» **WORK TO BE COMPLETED**
Copy out the article on Almetyevsk's bicycle strategy below, word for word.
(EXCERPT)
A freshly paved cycle track in Almetyevsk along the city's main street, Lenina.
What a difference a year makes. In October 2015, Copenhagenize Design Company was hired by the City of Almetyevsk, in Tatarstan, Russia. We were no stranger to the task - developing bicycle strategies is one of our primary jobs. We didn’t realise at the time what kind of visionary client had hired us. In this earlier article we called it the Transformation of Almetyevsk. One year on, that title seems like an understatement.
The status quo in many Russian cities. No infrastructure. No protection for cyclists.
We were - and are - quite familiar with the state of cycling infrastructure in Russian cities. On a global scale, Russia has struggled to reestablish the bicycle as transport in its cities. What most often lacks is real political will in recognizing the bicycle as a legitimate mode of transportation. In Almetyevsk, however, that would prove to be the guiding strength.
Ayrat Khayrullin is the young, ambitious mayor who acknowledged the importance of a holistic bicycle strategy that values world-class facilities, constructive communication strategies and above all, dedicated cycle tracks. From the get-go, Khayrullin expressed one clear goal: to transform Almetyevsk into the most bicycle friendly city in Russia, one where he would feel confident sending his young year-old son off to school by bike.
From left: Almetyevsk Mayor Ayrat Khayrullin, Copenhagenize Design Co. CEO Mikael Colville-Andersen, Rosa our translator, James Thoem, Senior Planner with Copenhagenize. First site visit in 2015.
(End EXCERPT)
(INFORMATION SUPPLIED)
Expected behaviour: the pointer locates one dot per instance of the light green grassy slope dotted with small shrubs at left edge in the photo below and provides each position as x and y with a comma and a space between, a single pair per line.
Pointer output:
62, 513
(End INFORMATION SUPPLIED)
(INFORMATION SUPPLIED)
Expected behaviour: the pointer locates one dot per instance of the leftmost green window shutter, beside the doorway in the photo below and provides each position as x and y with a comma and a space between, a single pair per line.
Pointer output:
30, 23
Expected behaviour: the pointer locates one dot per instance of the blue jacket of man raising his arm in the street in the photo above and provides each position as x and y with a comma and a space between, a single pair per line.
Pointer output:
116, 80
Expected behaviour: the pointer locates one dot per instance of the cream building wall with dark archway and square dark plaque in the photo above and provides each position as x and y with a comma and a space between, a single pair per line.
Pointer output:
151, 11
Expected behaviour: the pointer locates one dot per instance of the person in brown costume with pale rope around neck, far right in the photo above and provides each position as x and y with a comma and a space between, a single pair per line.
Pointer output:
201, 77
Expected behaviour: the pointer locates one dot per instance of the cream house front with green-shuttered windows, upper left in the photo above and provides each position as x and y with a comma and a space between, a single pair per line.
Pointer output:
(End INFORMATION SUPPLIED)
(INFORMATION SUPPLIED)
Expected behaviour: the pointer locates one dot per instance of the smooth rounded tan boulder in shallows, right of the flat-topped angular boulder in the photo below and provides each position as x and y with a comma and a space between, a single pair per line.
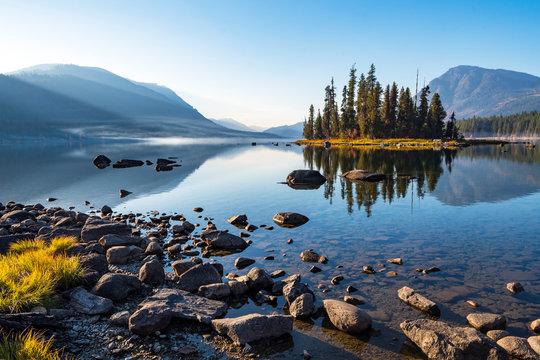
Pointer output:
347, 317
(End INFORMATION SUPPLIED)
» **ANSWER TO THE PROBLEM**
A freshly paved cycle track in Almetyevsk along the city's main street, Lenina.
What a difference a year makes. In October 2015, Copenhagenize Design Company was hired by the City of Almetyevsk, in Tatarstan, Russia. We were no stranger to the task - developing bicycle strategies is one of our primary jobs. We didn’t realise at the time what kind of visionary client had hired us. In this earlier article we called it the Transformation of Almetyevsk. One year on, that title seems like an understatement.
The status quo in many Russian cities. No infrastructure. No protection for cyclists.
We were - and are - quite familiar with the state of cycling infrastructure in Russian cities. On a global scale, Russia has struggled to reestablish the bicycle as transport in its cities. What most often lacks is real political will in recognizing the bicycle as a legitimate mode of transportation. In Almetyevsk, however, that would prove to be the guiding strength.
Ayrat Khayrullin is the young, ambitious mayor who acknowledged the importance of a holistic bicycle strategy that values world-class facilities, constructive communication strategies and above all, dedicated cycle tracks. From the get-go, Khayrullin expressed one clear goal: to transform Almetyevsk into the most bicycle friendly city in Russia, one where he would feel confident sending his young year-old son off to school by bike.
From left: Almetyevsk Mayor Ayrat Khayrullin, Copenhagenize Design Co. CEO Mikael Colville-Andersen, Rosa our translator, James Thoem, Senior Planner with Copenhagenize. First site visit in 2015.